* **EXERCISE TEXT**
=== Section Start ===

Who will pay for them?

"Utility executives like to say that we can't afford to build transmission lines that carry only or mainly renewably generated electricity," said Senate Majority Leader Harry Reid, D-Nev, at Senate committee hearings Tuesday about the difficulties of delivering renewable power from remote generating sites to urban areas,

"They like to say it just doesn't pencil out. But if they say that, I just don't think they've really tried very hard or very seriously to crunch the numbers."

Sen. Reid's solution? The federal government should designate zones with the potential to generate at least 1,000 megawatts of electricity from "renewable" sources, then provide companies with tax money to build transmission lines into those areas. If no private firms take the bait within two years, the federal government would borrow $10 billion by issuing interest-paying bonds, and build the transmission lines itself.

There was no mention of waiting till the "green" electricity is actually being generated in sufficient volume, mind you. As in that Kevin Costner baseball film set in the Iowa cornfields, the theory seems to be, "If you build it, they will come."

But what Sen. Reid and friends don't want to see, of course, is greedy energy companies turning around and using these tax-funded "transmission lines to nowhere" to transport energy from nuclear or coal-fired plants -- the kind of uses that would actually make them profitable without increasing burdens on taxpayers.

So Sen. Reid would specifically bar these tax-funded lines from carrying the kind of power that would make them cost-effective. Under his proposal, the new lines would have to carry 75 percent of their loads from renewable sources. If renewables ended up using only 15 percent of the lines' capacity, they'd have to operate at a maximum of 20 percent capacity.

The whole scheme may have a bit of a Gyro Gearloose feel to it, compared to, say, enacting an emergency seven-year moratorium on any private lawsuit or regulatory action to block or delay the drilling of new oil wells or construction of new refineries or coal-fired or nuclear power plants by private entrepreneurs willing to fund new energy development on their own.

But at least building new transmission lines to deliver power from wind farms and solar arrays -- precisely the kind of "1,000-megawatt green zones" Sen. Reid envisions -- should please the environmentalists. Right?

Think again.

=== Section End ===

* **PROBLEMS TO SOLVE**
A) In the editorial on Sen. Reid's transmission-line plan, what would the federal government do if no private firms build the lines within two years?
B) Write the next few paragraphs of the editorial on Sen. Reid's transmission-line plan, picking up after its final sentence.
The items that come next are from a different source and are unrelated to the editorial.

* **EXERCISE DATA**
=== Section Start ===

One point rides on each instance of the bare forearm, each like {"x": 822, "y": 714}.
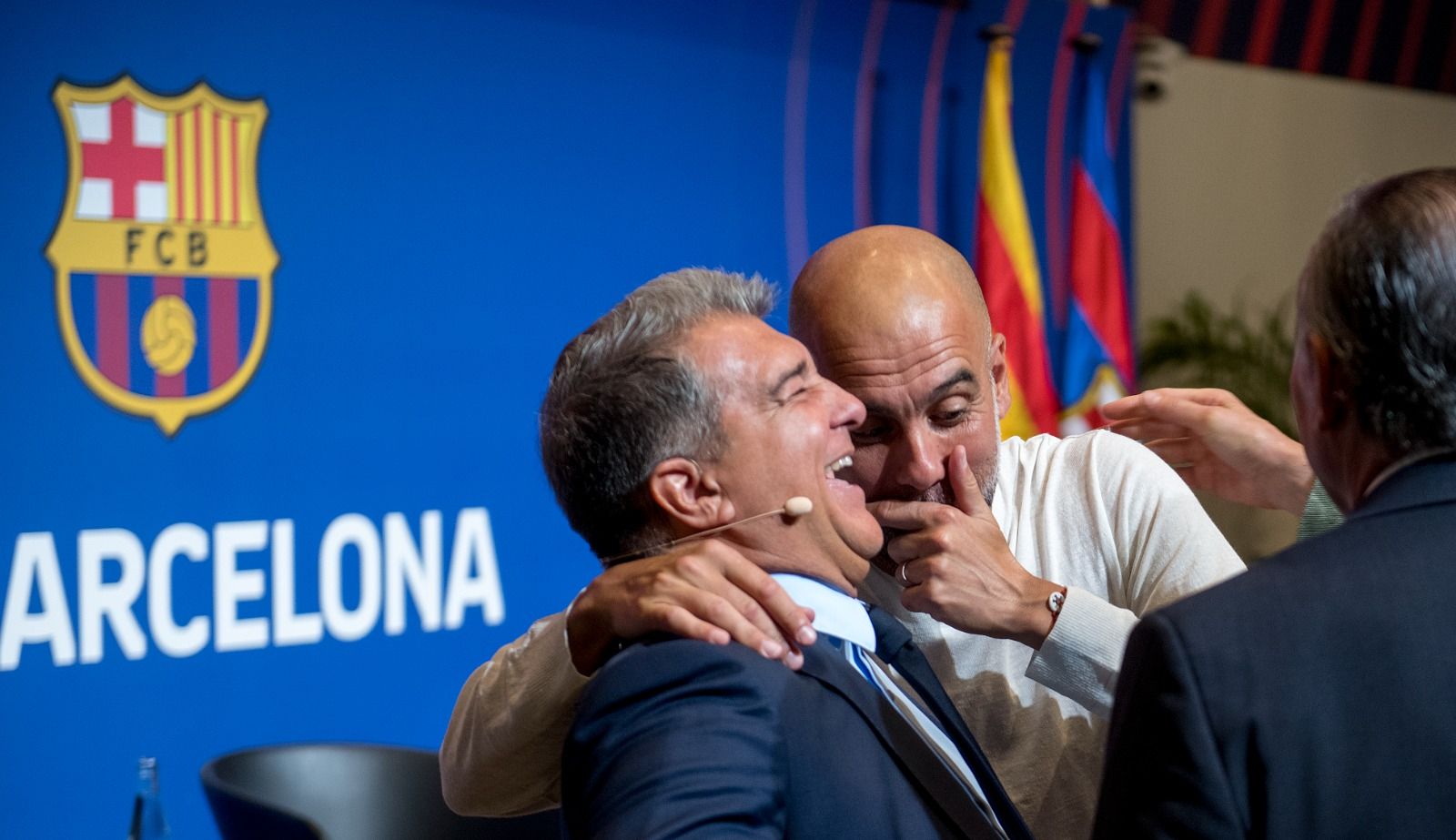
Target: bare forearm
{"x": 501, "y": 753}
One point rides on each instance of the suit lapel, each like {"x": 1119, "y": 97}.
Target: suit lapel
{"x": 900, "y": 651}
{"x": 900, "y": 738}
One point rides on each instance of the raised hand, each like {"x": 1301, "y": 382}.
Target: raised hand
{"x": 1218, "y": 444}
{"x": 956, "y": 563}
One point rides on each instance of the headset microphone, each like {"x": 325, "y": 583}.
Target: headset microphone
{"x": 794, "y": 507}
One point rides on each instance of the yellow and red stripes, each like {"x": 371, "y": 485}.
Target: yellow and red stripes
{"x": 1006, "y": 259}
{"x": 204, "y": 148}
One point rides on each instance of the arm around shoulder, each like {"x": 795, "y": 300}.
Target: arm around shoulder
{"x": 501, "y": 754}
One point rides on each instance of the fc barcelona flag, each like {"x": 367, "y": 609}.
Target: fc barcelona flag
{"x": 164, "y": 268}
{"x": 1096, "y": 359}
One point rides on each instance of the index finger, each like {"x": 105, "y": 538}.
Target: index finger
{"x": 906, "y": 516}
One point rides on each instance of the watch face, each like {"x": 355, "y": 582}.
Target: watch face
{"x": 1055, "y": 602}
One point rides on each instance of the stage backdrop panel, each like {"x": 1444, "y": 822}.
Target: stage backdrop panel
{"x": 283, "y": 286}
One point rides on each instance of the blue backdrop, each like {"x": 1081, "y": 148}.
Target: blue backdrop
{"x": 455, "y": 188}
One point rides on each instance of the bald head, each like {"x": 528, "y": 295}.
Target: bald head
{"x": 870, "y": 281}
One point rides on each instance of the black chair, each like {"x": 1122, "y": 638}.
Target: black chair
{"x": 347, "y": 793}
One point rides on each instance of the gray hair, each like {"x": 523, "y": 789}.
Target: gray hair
{"x": 623, "y": 400}
{"x": 1385, "y": 278}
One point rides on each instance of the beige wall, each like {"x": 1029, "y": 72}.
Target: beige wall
{"x": 1238, "y": 167}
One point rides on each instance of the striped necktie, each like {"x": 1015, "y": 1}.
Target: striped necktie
{"x": 905, "y": 698}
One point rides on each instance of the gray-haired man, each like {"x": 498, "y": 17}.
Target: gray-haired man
{"x": 681, "y": 412}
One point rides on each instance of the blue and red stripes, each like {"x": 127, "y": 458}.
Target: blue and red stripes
{"x": 108, "y": 310}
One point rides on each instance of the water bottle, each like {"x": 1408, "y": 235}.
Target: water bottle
{"x": 147, "y": 822}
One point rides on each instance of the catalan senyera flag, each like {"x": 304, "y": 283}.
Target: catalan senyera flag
{"x": 1096, "y": 361}
{"x": 1006, "y": 259}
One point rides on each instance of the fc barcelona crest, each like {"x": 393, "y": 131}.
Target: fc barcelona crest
{"x": 164, "y": 267}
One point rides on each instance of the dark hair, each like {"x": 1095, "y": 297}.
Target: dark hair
{"x": 1383, "y": 276}
{"x": 622, "y": 400}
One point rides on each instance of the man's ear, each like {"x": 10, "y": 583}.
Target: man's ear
{"x": 999, "y": 376}
{"x": 689, "y": 495}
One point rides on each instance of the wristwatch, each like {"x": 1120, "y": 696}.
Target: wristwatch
{"x": 1055, "y": 602}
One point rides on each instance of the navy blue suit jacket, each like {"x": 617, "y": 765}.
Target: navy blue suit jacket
{"x": 1314, "y": 696}
{"x": 681, "y": 738}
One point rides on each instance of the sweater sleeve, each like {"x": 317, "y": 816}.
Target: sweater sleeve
{"x": 1158, "y": 546}
{"x": 501, "y": 753}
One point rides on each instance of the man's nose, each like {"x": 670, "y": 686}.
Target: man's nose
{"x": 919, "y": 463}
{"x": 848, "y": 410}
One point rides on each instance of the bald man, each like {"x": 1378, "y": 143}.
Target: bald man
{"x": 1019, "y": 565}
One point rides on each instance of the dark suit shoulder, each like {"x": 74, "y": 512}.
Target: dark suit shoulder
{"x": 670, "y": 663}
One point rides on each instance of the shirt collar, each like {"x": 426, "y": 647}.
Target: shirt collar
{"x": 834, "y": 613}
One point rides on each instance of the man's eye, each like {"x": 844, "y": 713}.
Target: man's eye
{"x": 868, "y": 432}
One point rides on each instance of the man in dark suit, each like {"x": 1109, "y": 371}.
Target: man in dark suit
{"x": 1314, "y": 696}
{"x": 682, "y": 412}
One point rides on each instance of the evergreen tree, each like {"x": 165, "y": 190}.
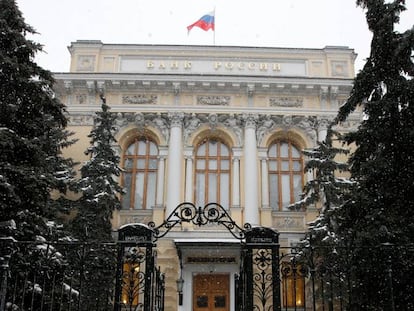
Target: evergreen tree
{"x": 99, "y": 189}
{"x": 92, "y": 223}
{"x": 378, "y": 220}
{"x": 32, "y": 132}
{"x": 32, "y": 135}
{"x": 323, "y": 250}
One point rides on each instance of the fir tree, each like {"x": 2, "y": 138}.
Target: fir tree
{"x": 100, "y": 198}
{"x": 32, "y": 131}
{"x": 323, "y": 250}
{"x": 32, "y": 135}
{"x": 100, "y": 190}
{"x": 378, "y": 220}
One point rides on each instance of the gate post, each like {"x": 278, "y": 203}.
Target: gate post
{"x": 261, "y": 266}
{"x": 134, "y": 267}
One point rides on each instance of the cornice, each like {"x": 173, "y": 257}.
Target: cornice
{"x": 87, "y": 108}
{"x": 68, "y": 82}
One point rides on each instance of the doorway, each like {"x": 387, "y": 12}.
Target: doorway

=== Section End ===

* **WRITTEN ANSWERS**
A) It would borrow $10 billion by issuing interest-paying bonds and build the transmission lines itself.

B)
In Southern California, San Diego Gas & Electric and several partners want to build the country's biggest renewable energy center, a massive solar, wind and geothermal complex in the California desert that would generate enough power for 750,000 homes. Delivering that power would require the construction of a $1.5 billion, 150-mile, high-voltage transmission line. Twenty-three miles of that line would cut through the Anza-Borrego Desert State Park.

Uh-oh. Not so fast, says the Center for Biological Diversity. "This transmission line will cross through some of the most scenic areas of San Diego," says the center's David Hogan. "It would just ruin it with giant, metal industrial power lines."

(Have the environmentalists ever seen a landscape that wasn't one of our "most scenic areas"? Will they identify any acreage as "a barren landscape better put to some productive industrial use"?)

It's not far-fetched to imagine these litigious environmentalists' objections to the San Diego plan could have a ripple effect, cooling the ardor of clean-energy startups and energy investors elsewhere to spend years and millions of dollars developing renewable proposals, only to face lawsuits and regulatory appeals from anti-capitalist extremists that could make it all but impossible to recoup investment costs, let alone turn a profit.

Which is it? Are we "goners," as Sen. Barack Obama says, facing thousands of species extinctions and death on the frying pan unless we launch a new Manhattan Project to develop non-fossil fuels? Or should we go to the mat defending our scenic mountain views from the "giant metal power lines" needed to bring our cities this new lifeblood of "green" power?

How does that all "pencil out" now, Sen. Reid?